* Goal *
Extract each line in the material below that contains the word "white".

* Material for this task *
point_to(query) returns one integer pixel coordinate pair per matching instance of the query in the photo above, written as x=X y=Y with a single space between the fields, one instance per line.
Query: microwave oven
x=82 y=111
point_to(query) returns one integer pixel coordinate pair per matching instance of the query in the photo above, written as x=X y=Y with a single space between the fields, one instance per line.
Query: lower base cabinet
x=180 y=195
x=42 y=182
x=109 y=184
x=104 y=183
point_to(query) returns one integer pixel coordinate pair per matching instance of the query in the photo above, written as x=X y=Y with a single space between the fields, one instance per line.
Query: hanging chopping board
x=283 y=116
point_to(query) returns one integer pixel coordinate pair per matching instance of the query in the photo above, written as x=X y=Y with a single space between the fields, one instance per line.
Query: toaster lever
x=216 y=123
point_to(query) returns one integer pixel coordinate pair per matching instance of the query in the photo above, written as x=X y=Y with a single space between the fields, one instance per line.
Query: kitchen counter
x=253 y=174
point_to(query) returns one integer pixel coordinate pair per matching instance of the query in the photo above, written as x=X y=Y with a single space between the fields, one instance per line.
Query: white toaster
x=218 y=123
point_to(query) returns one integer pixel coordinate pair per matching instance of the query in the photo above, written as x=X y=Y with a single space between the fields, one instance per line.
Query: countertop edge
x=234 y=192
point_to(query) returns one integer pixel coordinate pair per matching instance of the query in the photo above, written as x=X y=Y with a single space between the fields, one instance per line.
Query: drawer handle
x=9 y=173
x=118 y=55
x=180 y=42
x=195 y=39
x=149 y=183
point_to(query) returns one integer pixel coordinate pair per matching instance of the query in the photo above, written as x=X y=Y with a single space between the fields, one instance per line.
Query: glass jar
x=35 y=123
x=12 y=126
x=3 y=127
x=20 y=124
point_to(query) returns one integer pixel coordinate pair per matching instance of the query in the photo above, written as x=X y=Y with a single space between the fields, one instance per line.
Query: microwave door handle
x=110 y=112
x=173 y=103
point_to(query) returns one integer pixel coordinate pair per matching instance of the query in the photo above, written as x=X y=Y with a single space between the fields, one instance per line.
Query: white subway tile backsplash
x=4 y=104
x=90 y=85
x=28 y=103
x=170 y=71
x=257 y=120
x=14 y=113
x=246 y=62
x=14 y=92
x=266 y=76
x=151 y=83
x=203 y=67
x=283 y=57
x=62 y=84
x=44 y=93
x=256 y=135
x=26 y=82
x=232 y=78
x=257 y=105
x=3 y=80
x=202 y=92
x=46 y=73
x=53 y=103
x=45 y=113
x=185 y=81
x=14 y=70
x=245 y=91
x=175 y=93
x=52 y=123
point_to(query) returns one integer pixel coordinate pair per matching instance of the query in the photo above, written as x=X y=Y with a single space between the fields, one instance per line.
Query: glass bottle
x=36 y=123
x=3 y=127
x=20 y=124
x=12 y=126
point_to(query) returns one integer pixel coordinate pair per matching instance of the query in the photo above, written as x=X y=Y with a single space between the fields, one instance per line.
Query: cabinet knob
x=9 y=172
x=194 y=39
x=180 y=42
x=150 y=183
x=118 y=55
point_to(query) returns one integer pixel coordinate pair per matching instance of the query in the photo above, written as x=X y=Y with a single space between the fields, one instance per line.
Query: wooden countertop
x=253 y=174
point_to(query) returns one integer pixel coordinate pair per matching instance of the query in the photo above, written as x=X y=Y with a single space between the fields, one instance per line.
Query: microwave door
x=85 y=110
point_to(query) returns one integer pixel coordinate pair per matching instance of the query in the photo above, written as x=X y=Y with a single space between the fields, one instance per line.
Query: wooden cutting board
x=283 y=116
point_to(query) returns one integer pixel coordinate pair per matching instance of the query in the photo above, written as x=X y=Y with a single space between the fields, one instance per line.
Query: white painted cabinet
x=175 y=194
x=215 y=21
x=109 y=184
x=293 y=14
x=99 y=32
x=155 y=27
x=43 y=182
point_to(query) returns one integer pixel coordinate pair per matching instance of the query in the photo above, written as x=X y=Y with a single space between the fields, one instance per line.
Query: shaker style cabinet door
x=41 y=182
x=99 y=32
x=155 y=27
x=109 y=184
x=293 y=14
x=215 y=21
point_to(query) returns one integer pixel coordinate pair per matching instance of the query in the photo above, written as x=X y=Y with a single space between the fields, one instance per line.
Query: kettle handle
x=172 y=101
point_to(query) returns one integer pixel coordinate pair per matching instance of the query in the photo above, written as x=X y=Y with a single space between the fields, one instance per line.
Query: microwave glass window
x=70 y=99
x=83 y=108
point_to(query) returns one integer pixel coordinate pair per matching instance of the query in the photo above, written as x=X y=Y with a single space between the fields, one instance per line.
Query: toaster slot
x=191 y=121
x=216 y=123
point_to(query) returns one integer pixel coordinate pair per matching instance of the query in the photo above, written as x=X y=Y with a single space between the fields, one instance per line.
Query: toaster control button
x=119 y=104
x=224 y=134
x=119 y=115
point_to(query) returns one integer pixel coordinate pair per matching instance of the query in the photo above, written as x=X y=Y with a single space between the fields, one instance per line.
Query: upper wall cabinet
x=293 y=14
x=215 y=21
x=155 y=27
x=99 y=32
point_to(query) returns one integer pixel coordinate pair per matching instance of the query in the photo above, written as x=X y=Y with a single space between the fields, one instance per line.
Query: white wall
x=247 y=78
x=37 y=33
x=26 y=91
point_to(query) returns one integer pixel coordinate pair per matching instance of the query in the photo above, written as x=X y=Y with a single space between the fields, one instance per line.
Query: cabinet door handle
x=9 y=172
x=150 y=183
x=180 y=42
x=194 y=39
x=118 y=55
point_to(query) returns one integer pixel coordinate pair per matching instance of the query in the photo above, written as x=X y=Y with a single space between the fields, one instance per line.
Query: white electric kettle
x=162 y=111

---

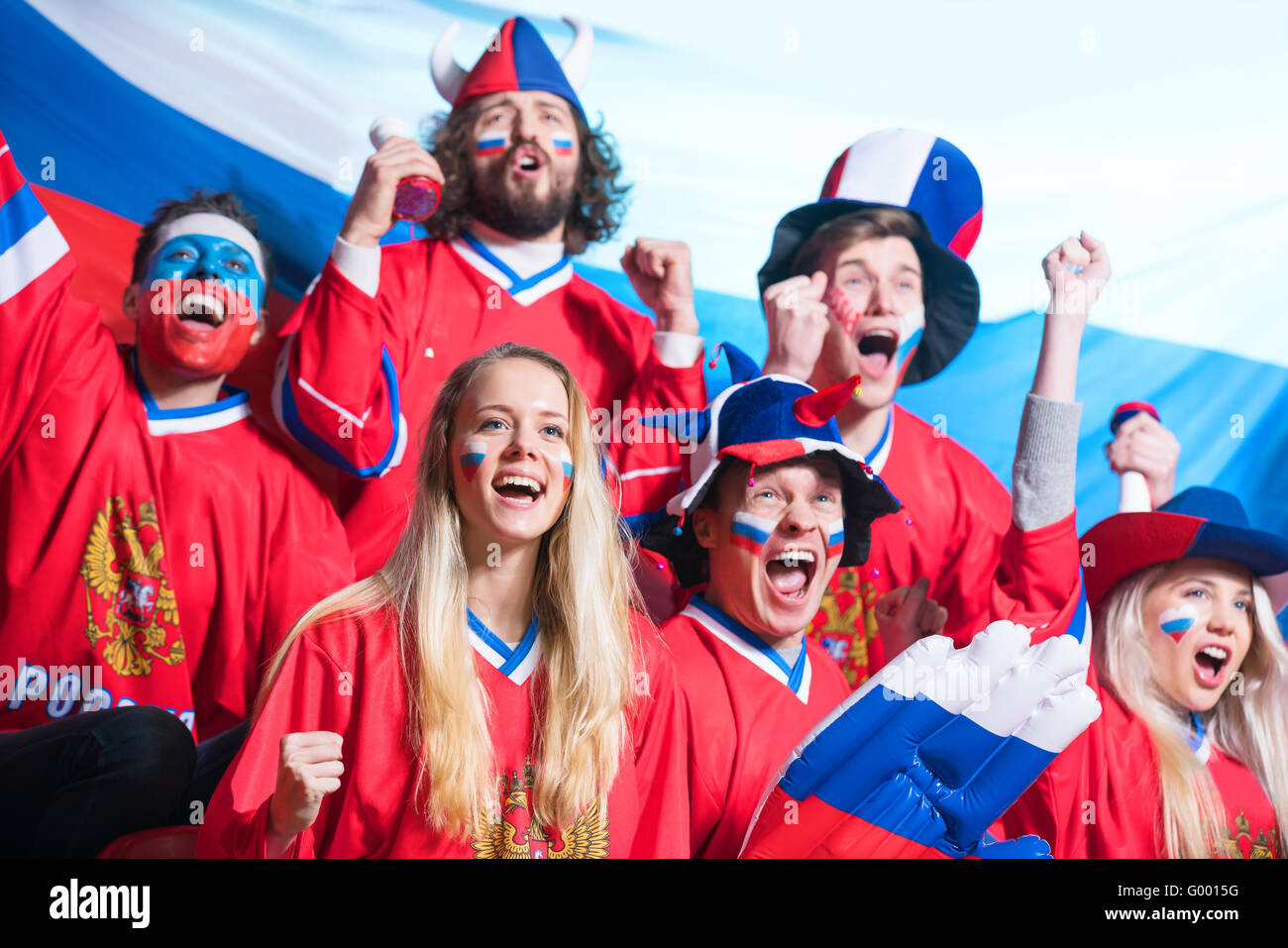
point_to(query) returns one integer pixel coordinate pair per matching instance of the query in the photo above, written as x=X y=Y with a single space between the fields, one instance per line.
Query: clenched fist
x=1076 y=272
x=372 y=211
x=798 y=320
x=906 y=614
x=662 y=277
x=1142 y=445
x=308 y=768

* Right answer *
Query: white toaster
Query: white subway tile backsplash
Query: white painted cabinet
Query: white wall
Query: white electric kettle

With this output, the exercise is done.